Here is an image of a Brookie Fin that I recently tied:

Brookie Fin - classic wet fly pattern from Helen Shaw's book.

Brookie Fin – classic wet fly pattern from Helen Shaw’s book. Tied and photographed by Don Bastian.

Brookie Fin

Thread: Danville Flymaster 6/0 #100 Black

Ribbing: Oval silver tinsel; Shaw’s dressing calls for silver wire

Body: Flat silver tinsel

Hackle: White hackle fibers; Shaw’s original dressing calls for polar bear

Wing: Narrow strips of white, black, and red; married to and topping remainder of orange goose quill sections

Head: Black

Shaw’s formula in the recipe plate for the Brookie Fin calls for making the wing 2/3 orange, and 1/9 each Red, Black, and White. That is accurate, but personally I don’t feel like doing more math than I absolutely have to, especially math with fractions, and when I’m tying flies to boot. I generally use two strips each of white, black, and red, and make the rest of the wing, about 2/3, orange. That’s good for #4, #6, and #8 hooks. On a #2 hook, I’d go with three barbs or flues, and on #10 and #12 hooks, one must use only a single barb each of the topping colors. This type of detailed married-wing wet fly tying is what separates the men from the boys, or the women from the girls. It requires good keen eyesight, and steady hands.

No mention of the origin of the Brookie Fin appears in Shaw’s book, but it is quite likely that she originated it. She concluded her writing on the Brookie Fin with these words: “This is an exceptionally good wet-fly pattern, producing strikes when other patterns may prove to be ineffectual under many fishing conditions.”

About Helen’s book, Paul Schullery, former Executive Director of the American Museum of Fly Fishing in Manchester, Vermont wrote:

“Helen Shaw has long been recognized as one of this century’s foremost fly-tying teachers. With this book, she brings fly tying’s oldest and grandest tradition back to center stage. Not since Mary Orvis Marbury’s Favorite Flies and Their Histories was published nearly a century ago (now 121 years) has the wet fly been so well celebrated in words and pictures.”

§ §

• DIRECTIVE A
Using the Brookie Fin passage, answer each question:
(i) Which thread is listed for tying the fly?
(ii) How many barbs of each topping color are used on #10 and #12 hooks?
(iii) In which town and state is the American Museum of Fly Fishing located?
• DIRECTIVE B
For each statement, say whether it agrees with the Brookie Fin passage. Support each answer with the deciding words, quoted from the passage.
(i) Shaw's original dressing uses polar bear for the hackle.
(ii) Shaw's book gives the origin of the Brookie Fin.
(iii) The body of the fly is made of oval silver tinsel.
The entries that follow the Brookie Fin passage are a separate body of material.

• ENTRIES
§ §

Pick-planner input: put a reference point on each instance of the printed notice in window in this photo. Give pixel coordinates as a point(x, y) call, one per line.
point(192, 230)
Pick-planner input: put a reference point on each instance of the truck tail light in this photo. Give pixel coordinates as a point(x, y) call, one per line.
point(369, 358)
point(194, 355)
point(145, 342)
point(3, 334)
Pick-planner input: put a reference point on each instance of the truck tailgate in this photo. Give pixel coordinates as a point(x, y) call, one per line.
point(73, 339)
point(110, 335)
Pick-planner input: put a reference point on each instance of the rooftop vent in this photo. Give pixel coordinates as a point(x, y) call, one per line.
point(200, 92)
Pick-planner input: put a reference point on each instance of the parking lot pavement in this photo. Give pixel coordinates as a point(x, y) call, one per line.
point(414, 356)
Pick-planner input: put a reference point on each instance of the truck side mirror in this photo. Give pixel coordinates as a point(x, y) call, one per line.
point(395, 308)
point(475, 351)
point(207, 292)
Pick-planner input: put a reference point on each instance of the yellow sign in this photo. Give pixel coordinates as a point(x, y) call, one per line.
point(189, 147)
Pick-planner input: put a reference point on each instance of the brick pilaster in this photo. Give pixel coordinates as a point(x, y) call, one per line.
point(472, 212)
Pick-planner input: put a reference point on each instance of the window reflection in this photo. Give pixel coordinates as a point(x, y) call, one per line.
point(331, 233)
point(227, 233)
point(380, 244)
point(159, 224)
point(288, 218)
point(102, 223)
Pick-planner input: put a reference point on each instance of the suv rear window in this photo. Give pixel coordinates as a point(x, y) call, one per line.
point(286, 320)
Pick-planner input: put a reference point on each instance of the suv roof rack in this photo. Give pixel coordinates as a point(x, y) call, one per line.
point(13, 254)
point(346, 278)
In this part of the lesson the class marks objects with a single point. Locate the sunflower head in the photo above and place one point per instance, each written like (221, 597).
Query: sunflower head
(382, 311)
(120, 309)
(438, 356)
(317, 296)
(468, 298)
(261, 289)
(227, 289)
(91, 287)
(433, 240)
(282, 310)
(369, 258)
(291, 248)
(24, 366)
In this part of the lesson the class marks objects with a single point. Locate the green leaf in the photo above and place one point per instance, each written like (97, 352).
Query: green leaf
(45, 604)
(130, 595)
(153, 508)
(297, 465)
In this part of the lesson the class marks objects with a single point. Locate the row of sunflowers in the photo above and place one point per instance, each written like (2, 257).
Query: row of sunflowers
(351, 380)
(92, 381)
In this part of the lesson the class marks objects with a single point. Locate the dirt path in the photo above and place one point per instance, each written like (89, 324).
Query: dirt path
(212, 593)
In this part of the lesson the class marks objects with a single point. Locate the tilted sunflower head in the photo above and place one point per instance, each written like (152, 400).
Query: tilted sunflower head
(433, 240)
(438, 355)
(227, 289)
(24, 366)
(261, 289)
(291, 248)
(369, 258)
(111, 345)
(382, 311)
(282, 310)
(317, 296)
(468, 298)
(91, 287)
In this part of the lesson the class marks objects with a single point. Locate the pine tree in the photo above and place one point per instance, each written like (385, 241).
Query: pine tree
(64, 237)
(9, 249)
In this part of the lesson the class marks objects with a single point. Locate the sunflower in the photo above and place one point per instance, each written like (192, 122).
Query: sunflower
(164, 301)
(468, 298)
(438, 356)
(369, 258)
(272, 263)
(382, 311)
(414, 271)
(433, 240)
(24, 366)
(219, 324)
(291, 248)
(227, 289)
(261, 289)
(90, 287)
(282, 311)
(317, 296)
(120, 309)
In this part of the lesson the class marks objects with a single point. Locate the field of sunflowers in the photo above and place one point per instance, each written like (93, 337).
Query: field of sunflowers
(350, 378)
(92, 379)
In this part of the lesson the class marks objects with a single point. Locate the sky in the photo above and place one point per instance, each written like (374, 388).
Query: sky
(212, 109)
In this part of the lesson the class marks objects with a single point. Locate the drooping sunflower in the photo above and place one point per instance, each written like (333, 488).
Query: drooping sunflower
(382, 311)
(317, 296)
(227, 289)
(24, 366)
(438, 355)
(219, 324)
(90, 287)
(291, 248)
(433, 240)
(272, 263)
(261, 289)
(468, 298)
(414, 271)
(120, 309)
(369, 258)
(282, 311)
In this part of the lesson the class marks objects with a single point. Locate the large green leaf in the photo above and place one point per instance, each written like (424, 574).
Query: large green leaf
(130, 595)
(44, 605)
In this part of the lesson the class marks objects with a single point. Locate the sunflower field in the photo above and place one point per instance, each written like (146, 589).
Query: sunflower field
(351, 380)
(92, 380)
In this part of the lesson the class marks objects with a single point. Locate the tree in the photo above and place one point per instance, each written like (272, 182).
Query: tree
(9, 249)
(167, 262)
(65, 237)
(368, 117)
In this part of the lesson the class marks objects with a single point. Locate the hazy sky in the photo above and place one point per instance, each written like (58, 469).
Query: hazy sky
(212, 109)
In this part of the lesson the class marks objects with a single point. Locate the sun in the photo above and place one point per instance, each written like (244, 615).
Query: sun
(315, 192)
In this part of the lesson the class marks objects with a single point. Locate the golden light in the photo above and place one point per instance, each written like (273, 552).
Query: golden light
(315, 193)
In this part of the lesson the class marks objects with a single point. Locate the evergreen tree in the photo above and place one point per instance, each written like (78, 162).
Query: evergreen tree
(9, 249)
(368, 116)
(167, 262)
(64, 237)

§ §

• COMPLETE OUTPUT A
(i) Danville Flymaster 6/0 #100 Black
(ii) A single barb of each
(iii) Manchester, Vermont

• COMPLETE OUTPUT B
(i) Yes: "Shaw’s original dressing calls for polar bear"
(ii) No: "No mention of the origin of the Brookie Fin appears in Shaw’s book"
(iii) No: "Body: Flat silver tinsel"